It’s not just a bad headline. It’s the breakdown of belief.

The Role of a Brand Builder in a Brand Crisis

In my experience, in these situations as a brand builder, your job isn’t just to shape narratives. It’s to mirror reality back to leadership.

In a crisis, that means:

  • Protecting the brand and its credibility.

  • Representing the audience—internal or external—and their power to shape the business.

  • Recommending business and brand action.

These type of crises are particularly relevant for:

  • Mission-driven brands

  • Ethical businesses

  • Service-based orgs where customer experience = employee experience

Sometimes, the answer is: "We can't move forward with this campaign." Or even: "We need to fix the business first." Personally, I believe in trying. In saying the hard things. In providing a clear, principled POV. But I also believe in protecting my peace.

So here’s my own version of the Brand Serenity Prayer:

Grant me the serenity to accept the business realities I cannot brand, the courage to challenge the ones I can, and the wisdom to know the difference.

🙏🙏🙏

What’s at Stake? Top 10 Brand Fails

Most brand crises don’t come out of nowhere. The warning signs? Usually visible inside the organization long before the public ever sees them. These examples aren’t just cautionary tales. They’re case studies in what happens when brand and business diverge:

  1. Pepsi & Kendall Jenner – Performed activism. Delivered backlash.

  2. Uber (2017) – Culture crisis became brand crisis.

  3. Volkswagen – Lied about emissions. Lost public trust.

  4. Starbucks – Friendly brand, unfriendly labor practices.

┄┄┄┄┄┄

## Complete the following
(1) Copy the brand crisis text from "Grant me the" to "Lost public trust.", swapping "courage" for "boldness".
(2) In the brand crisis text's list of brand fails, which company lied about emissions?
Rely only on the brand crisis text, with no outside knowledge.

┄┄┄┄┄┄

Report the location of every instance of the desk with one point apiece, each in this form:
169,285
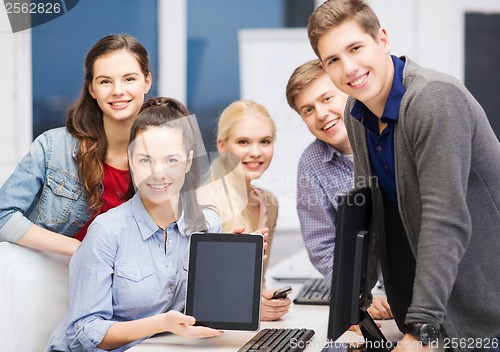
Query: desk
300,316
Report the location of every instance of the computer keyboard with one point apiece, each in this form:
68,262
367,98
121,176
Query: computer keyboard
314,291
278,340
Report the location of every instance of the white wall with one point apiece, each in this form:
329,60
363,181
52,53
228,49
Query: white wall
429,31
15,96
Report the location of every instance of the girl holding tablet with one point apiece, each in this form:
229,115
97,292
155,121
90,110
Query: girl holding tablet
128,278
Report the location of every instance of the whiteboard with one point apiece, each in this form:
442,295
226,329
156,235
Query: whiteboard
268,57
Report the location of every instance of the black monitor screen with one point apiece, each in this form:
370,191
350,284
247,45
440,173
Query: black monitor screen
350,259
350,279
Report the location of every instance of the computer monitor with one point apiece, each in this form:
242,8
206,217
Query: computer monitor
349,287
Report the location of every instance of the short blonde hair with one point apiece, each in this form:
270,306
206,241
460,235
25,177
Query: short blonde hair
301,77
237,111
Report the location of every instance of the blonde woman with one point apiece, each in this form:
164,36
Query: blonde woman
245,140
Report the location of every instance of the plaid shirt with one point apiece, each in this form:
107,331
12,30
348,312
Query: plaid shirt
323,172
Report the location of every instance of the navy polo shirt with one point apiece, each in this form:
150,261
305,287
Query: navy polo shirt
381,145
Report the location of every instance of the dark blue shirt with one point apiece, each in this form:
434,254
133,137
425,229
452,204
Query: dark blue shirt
381,145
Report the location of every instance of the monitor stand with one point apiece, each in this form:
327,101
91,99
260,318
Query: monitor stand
375,340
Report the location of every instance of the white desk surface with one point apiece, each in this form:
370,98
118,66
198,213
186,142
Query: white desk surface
300,316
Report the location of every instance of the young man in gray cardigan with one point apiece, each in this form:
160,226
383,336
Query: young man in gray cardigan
429,145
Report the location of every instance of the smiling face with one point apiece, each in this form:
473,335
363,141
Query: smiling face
252,140
118,85
321,106
159,163
358,65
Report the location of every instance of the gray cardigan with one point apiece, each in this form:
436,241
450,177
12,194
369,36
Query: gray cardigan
448,183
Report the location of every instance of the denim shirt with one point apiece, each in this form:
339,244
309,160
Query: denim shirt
44,189
123,271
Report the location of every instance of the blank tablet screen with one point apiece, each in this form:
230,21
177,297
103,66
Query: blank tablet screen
224,280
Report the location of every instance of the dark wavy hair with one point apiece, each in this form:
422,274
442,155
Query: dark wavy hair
171,113
84,118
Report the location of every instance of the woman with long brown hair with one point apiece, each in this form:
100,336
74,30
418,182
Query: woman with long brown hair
73,173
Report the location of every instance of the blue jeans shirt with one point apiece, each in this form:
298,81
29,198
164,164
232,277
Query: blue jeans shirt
121,273
44,189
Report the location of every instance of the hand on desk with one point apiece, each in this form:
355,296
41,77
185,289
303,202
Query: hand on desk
410,344
182,325
273,309
380,308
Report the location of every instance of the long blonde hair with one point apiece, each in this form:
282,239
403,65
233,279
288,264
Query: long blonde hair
225,186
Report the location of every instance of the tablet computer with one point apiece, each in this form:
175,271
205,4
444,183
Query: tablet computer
225,280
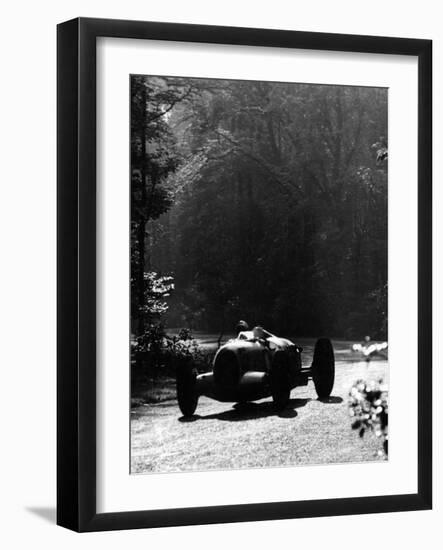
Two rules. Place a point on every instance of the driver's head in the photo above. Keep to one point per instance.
(259, 333)
(242, 325)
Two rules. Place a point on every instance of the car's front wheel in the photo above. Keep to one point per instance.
(187, 395)
(323, 368)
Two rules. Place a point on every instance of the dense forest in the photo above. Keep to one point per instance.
(258, 200)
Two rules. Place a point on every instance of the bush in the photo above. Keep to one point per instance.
(156, 353)
(368, 405)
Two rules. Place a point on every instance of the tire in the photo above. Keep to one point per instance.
(187, 395)
(279, 380)
(323, 368)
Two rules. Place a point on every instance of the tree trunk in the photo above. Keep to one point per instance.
(142, 227)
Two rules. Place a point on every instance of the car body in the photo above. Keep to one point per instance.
(249, 369)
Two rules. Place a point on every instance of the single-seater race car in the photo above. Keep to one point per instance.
(249, 369)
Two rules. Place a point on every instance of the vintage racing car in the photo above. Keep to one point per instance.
(248, 370)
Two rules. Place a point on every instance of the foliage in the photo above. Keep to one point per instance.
(162, 353)
(263, 200)
(368, 406)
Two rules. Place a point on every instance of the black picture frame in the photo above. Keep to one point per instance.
(76, 264)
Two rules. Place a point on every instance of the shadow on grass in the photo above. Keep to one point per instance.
(250, 411)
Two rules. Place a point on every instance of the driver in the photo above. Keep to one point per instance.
(264, 337)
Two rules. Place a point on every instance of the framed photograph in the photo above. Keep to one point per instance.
(244, 274)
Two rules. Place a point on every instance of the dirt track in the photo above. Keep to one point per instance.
(225, 436)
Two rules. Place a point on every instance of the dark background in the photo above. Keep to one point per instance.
(258, 200)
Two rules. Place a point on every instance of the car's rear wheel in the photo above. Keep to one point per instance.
(279, 380)
(187, 395)
(323, 368)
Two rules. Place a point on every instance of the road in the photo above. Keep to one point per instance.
(225, 435)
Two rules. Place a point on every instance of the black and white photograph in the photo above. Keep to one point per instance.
(259, 284)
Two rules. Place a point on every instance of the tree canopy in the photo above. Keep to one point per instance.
(265, 201)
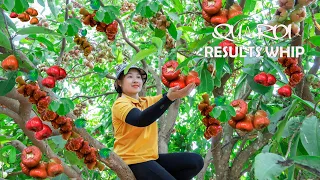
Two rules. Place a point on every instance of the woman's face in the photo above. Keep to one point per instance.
(132, 82)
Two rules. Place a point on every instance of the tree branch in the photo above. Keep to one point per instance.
(11, 104)
(91, 97)
(63, 46)
(9, 113)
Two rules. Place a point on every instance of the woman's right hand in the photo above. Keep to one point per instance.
(174, 92)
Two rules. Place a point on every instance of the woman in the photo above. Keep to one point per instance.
(136, 132)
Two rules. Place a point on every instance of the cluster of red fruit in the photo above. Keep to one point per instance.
(31, 165)
(172, 77)
(110, 29)
(247, 122)
(265, 79)
(293, 71)
(213, 127)
(55, 73)
(213, 12)
(83, 150)
(10, 63)
(42, 102)
(25, 16)
(65, 124)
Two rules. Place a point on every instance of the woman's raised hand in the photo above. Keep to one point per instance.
(174, 92)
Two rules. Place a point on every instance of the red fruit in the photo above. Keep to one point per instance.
(245, 124)
(261, 78)
(44, 133)
(13, 15)
(31, 156)
(49, 82)
(241, 108)
(271, 80)
(211, 6)
(178, 82)
(62, 74)
(10, 63)
(228, 44)
(165, 81)
(53, 71)
(234, 10)
(192, 78)
(285, 91)
(34, 124)
(260, 122)
(169, 70)
(54, 167)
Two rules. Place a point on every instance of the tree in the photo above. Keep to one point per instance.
(149, 33)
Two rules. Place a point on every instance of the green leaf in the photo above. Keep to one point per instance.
(9, 22)
(236, 19)
(282, 124)
(200, 43)
(63, 28)
(4, 41)
(158, 43)
(308, 103)
(257, 87)
(220, 100)
(52, 7)
(54, 106)
(267, 166)
(20, 6)
(173, 31)
(207, 83)
(154, 6)
(12, 155)
(7, 85)
(41, 3)
(75, 22)
(240, 84)
(309, 163)
(275, 118)
(99, 15)
(216, 112)
(9, 4)
(310, 135)
(46, 42)
(249, 6)
(80, 123)
(37, 30)
(315, 40)
(230, 109)
(95, 4)
(140, 55)
(104, 153)
(177, 6)
(67, 102)
(33, 75)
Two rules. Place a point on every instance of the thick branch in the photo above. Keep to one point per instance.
(244, 155)
(207, 160)
(166, 126)
(9, 113)
(91, 97)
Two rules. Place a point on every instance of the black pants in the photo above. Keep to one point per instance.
(171, 166)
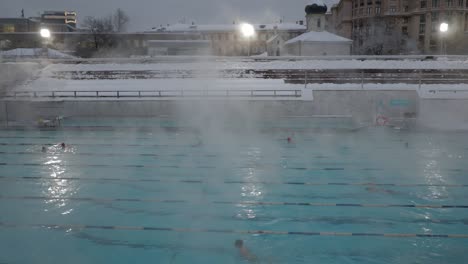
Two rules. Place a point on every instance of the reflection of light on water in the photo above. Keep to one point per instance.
(58, 188)
(250, 188)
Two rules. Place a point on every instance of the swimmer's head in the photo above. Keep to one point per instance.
(239, 243)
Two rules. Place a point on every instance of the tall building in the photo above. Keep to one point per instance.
(401, 26)
(227, 39)
(59, 21)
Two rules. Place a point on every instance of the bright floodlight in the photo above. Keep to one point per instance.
(247, 30)
(443, 27)
(45, 33)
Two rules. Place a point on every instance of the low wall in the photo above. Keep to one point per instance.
(12, 74)
(444, 113)
(363, 106)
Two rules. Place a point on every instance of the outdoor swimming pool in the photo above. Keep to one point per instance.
(121, 193)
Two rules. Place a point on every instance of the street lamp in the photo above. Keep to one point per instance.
(248, 31)
(45, 35)
(443, 31)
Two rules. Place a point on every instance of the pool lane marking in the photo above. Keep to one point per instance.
(367, 184)
(267, 167)
(129, 154)
(162, 166)
(90, 199)
(233, 231)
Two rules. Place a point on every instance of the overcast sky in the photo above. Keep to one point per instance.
(145, 14)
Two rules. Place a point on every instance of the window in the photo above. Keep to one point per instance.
(8, 28)
(404, 30)
(422, 24)
(435, 21)
(466, 23)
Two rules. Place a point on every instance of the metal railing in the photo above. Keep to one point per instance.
(338, 76)
(128, 94)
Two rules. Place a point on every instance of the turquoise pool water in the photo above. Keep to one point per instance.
(168, 195)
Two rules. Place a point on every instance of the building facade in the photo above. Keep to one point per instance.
(401, 26)
(317, 41)
(227, 39)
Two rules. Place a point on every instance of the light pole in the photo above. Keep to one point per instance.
(248, 31)
(443, 34)
(45, 35)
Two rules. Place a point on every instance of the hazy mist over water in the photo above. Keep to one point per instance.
(145, 14)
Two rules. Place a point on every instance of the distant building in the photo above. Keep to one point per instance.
(227, 39)
(317, 41)
(401, 26)
(59, 21)
(179, 47)
(13, 25)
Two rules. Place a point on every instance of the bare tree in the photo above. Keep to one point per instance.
(101, 29)
(120, 20)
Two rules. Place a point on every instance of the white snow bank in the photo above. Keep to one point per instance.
(35, 53)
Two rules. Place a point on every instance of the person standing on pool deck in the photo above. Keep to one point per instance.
(245, 252)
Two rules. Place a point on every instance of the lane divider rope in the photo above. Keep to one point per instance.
(232, 231)
(253, 203)
(201, 167)
(367, 184)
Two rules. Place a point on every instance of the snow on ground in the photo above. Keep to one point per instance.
(46, 81)
(35, 53)
(46, 84)
(264, 65)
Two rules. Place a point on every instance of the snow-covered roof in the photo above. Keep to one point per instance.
(36, 52)
(272, 38)
(314, 36)
(317, 2)
(225, 27)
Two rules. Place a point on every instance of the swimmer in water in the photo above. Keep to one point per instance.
(374, 189)
(245, 252)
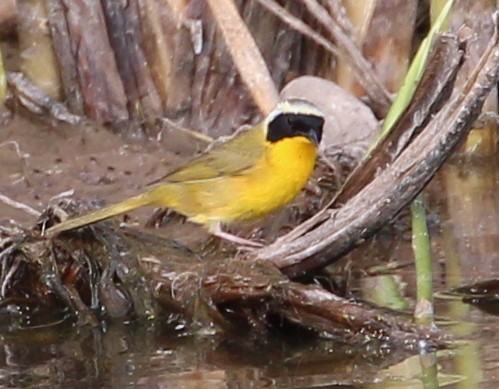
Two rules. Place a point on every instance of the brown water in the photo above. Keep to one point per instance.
(38, 162)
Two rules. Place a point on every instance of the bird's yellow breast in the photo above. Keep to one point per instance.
(273, 181)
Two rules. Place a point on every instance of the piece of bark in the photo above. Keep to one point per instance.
(102, 87)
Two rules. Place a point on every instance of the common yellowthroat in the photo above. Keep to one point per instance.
(254, 173)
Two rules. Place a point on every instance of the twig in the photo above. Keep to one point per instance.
(348, 49)
(394, 187)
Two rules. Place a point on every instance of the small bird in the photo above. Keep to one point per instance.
(247, 177)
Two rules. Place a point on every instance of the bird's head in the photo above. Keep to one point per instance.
(293, 118)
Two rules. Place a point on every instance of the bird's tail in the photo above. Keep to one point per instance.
(101, 214)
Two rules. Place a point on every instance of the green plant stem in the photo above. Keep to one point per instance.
(422, 256)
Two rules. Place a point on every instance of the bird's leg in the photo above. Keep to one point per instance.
(216, 230)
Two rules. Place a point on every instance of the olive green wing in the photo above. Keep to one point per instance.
(229, 158)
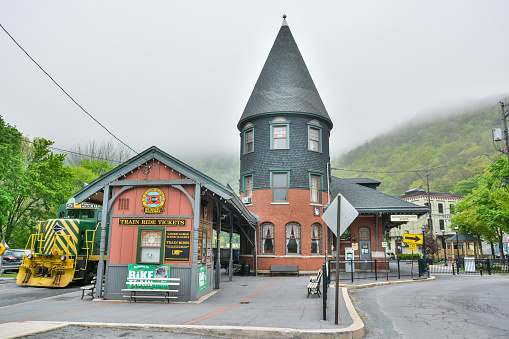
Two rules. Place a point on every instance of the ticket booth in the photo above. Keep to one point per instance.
(160, 216)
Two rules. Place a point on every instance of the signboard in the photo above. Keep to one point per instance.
(404, 218)
(149, 272)
(412, 238)
(3, 247)
(151, 222)
(202, 278)
(177, 246)
(153, 201)
(348, 213)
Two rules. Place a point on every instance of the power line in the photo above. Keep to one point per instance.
(63, 150)
(68, 95)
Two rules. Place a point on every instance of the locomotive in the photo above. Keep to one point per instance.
(64, 249)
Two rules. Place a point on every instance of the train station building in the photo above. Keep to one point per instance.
(161, 211)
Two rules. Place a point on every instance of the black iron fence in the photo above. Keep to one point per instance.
(470, 266)
(391, 270)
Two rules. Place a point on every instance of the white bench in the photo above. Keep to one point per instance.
(148, 292)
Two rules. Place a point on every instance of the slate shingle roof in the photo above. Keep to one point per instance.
(284, 85)
(368, 200)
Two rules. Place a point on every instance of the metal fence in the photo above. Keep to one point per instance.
(470, 266)
(352, 270)
(380, 270)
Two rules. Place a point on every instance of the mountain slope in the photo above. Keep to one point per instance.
(450, 148)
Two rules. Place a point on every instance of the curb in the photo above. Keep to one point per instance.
(353, 331)
(382, 283)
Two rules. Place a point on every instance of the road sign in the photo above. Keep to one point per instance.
(3, 247)
(348, 213)
(412, 238)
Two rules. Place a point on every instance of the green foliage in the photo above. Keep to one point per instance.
(224, 168)
(485, 211)
(454, 148)
(11, 170)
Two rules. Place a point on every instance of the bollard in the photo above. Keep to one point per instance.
(324, 290)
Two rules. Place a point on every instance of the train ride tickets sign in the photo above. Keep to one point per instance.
(177, 246)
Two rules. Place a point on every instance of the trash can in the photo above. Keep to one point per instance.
(245, 270)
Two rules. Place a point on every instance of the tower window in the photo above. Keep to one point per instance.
(316, 238)
(292, 238)
(280, 137)
(248, 181)
(280, 187)
(267, 238)
(315, 188)
(279, 134)
(314, 139)
(249, 141)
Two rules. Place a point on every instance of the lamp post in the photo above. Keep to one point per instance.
(424, 245)
(444, 245)
(457, 242)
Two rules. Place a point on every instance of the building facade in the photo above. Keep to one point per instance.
(441, 206)
(285, 178)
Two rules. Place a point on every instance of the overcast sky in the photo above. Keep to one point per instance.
(178, 74)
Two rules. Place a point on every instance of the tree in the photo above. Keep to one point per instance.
(44, 182)
(94, 151)
(11, 171)
(485, 211)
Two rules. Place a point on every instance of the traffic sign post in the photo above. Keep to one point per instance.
(413, 238)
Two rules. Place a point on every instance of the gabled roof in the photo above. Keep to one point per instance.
(369, 200)
(94, 191)
(284, 85)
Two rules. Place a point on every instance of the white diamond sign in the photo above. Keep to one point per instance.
(348, 213)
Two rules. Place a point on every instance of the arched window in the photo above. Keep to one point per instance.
(292, 238)
(316, 238)
(267, 238)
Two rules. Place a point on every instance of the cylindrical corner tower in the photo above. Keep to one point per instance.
(283, 161)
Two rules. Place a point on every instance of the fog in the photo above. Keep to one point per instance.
(178, 75)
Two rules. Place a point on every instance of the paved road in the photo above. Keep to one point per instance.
(449, 307)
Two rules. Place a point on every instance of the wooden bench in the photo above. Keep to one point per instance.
(287, 269)
(148, 292)
(314, 284)
(236, 268)
(89, 289)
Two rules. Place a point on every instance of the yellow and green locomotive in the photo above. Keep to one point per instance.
(63, 249)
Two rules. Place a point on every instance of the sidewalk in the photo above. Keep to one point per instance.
(247, 307)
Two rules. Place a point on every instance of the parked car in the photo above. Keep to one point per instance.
(12, 259)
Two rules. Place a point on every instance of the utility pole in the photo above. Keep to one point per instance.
(504, 120)
(430, 222)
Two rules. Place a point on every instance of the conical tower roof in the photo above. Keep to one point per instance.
(284, 85)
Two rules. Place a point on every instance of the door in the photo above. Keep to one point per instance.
(364, 248)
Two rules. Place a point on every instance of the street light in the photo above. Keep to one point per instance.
(444, 245)
(424, 244)
(457, 242)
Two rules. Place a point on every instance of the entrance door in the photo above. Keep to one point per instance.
(364, 248)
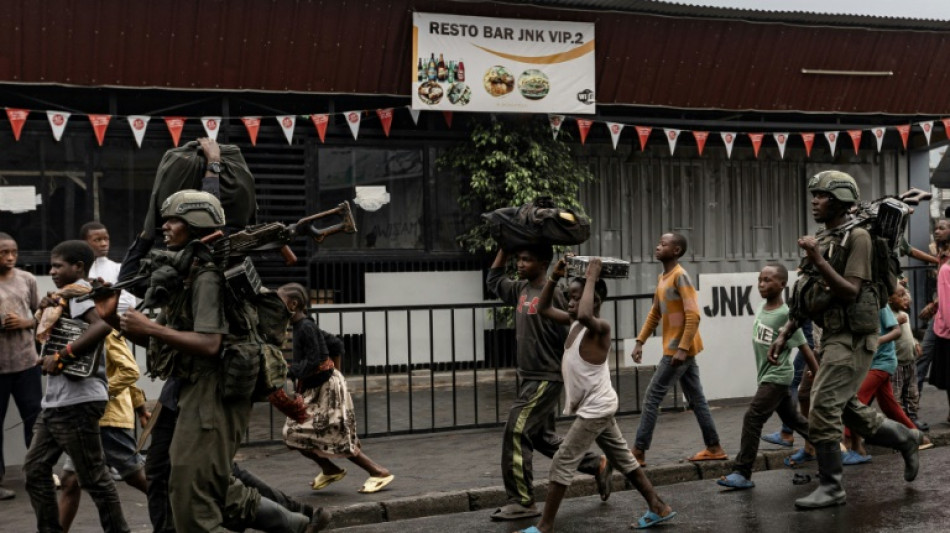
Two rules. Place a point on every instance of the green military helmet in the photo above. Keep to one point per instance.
(836, 183)
(197, 208)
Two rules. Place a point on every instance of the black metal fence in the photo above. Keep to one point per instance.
(418, 369)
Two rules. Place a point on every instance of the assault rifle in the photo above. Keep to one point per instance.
(161, 272)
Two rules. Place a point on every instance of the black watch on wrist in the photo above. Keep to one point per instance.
(215, 167)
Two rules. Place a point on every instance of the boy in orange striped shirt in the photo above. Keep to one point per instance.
(676, 305)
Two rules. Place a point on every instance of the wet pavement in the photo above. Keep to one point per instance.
(878, 501)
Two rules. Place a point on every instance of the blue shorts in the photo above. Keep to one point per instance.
(118, 444)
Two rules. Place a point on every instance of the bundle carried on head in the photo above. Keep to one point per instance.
(539, 222)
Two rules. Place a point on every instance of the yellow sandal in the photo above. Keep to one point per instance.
(323, 480)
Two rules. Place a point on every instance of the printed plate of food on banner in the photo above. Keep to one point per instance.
(525, 65)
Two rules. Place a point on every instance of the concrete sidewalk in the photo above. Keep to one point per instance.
(450, 472)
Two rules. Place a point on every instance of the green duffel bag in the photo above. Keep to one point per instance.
(184, 167)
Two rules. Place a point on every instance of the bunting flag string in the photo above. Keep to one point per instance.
(58, 121)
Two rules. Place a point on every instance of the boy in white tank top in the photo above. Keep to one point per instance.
(590, 396)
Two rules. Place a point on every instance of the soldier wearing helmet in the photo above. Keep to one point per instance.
(837, 271)
(186, 342)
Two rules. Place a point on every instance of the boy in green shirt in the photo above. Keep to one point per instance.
(774, 375)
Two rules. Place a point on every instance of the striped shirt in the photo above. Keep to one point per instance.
(677, 306)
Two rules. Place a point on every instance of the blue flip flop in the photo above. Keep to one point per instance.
(650, 519)
(776, 438)
(736, 481)
(798, 458)
(851, 457)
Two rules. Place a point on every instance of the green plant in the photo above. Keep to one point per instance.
(510, 163)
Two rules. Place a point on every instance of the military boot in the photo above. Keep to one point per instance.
(829, 491)
(894, 435)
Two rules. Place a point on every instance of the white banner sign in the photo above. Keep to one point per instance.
(497, 65)
(728, 303)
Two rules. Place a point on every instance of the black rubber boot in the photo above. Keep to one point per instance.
(273, 518)
(829, 491)
(895, 435)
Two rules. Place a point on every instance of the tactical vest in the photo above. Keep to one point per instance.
(811, 298)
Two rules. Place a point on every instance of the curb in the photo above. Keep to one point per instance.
(464, 501)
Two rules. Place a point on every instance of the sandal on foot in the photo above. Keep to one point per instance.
(376, 484)
(776, 438)
(852, 457)
(735, 480)
(706, 455)
(798, 458)
(321, 481)
(651, 519)
(515, 511)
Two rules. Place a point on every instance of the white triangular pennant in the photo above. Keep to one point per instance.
(138, 123)
(555, 121)
(287, 124)
(615, 129)
(57, 121)
(353, 120)
(832, 137)
(672, 136)
(212, 126)
(781, 139)
(729, 139)
(878, 133)
(928, 127)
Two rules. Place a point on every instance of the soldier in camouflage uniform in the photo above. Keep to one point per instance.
(840, 298)
(185, 344)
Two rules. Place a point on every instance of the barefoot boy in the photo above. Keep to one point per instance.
(590, 396)
(676, 305)
(774, 375)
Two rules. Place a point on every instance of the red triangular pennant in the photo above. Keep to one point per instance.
(386, 119)
(809, 140)
(756, 139)
(175, 125)
(904, 130)
(99, 125)
(17, 120)
(583, 125)
(855, 139)
(643, 132)
(320, 122)
(253, 125)
(701, 137)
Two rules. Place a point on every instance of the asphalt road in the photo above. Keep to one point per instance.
(878, 501)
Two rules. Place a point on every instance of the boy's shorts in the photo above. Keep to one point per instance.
(118, 444)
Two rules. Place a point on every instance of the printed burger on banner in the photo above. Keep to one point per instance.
(498, 65)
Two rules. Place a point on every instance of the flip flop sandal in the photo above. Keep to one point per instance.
(651, 519)
(798, 458)
(321, 481)
(735, 480)
(376, 484)
(705, 455)
(515, 511)
(852, 458)
(776, 438)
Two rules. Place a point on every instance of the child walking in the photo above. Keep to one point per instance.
(590, 396)
(676, 305)
(330, 428)
(774, 375)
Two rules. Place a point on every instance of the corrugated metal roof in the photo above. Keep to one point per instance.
(349, 47)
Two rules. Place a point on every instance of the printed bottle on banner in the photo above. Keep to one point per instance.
(432, 70)
(441, 68)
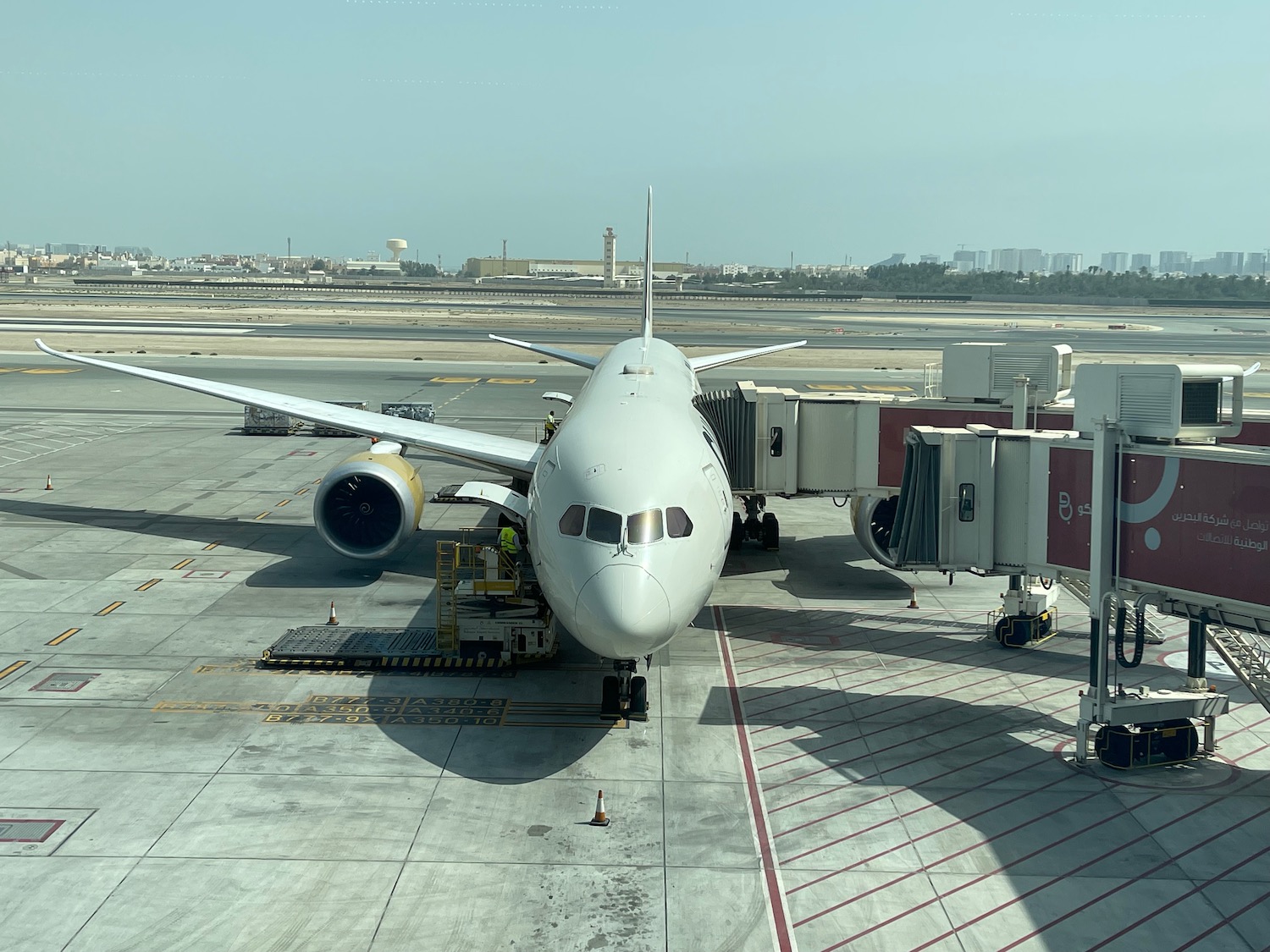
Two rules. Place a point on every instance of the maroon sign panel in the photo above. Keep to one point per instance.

┄┄┄┄┄┄

## Exercise answers
(1)
Grant me the serenity to accept the business realities I cannot brand, the boldness to challenge the ones I can, and the wisdom to know the difference.

🙏🙏🙏

What’s at Stake? Top 10 Brand Fails

Most brand crises don’t come out of nowhere. The warning signs? Usually visible inside the organization long before the public ever sees them. These examples aren’t just cautionary tales. They’re case studies in what happens when brand and business diverge:

  1. Pepsi & Kendall Jenner – Performed activism. Delivered backlash.

  2. Uber (2017) – Culture crisis became brand crisis.

  3. Volkswagen – Lied about emissions. Lost public trust.

(2) Volkswagen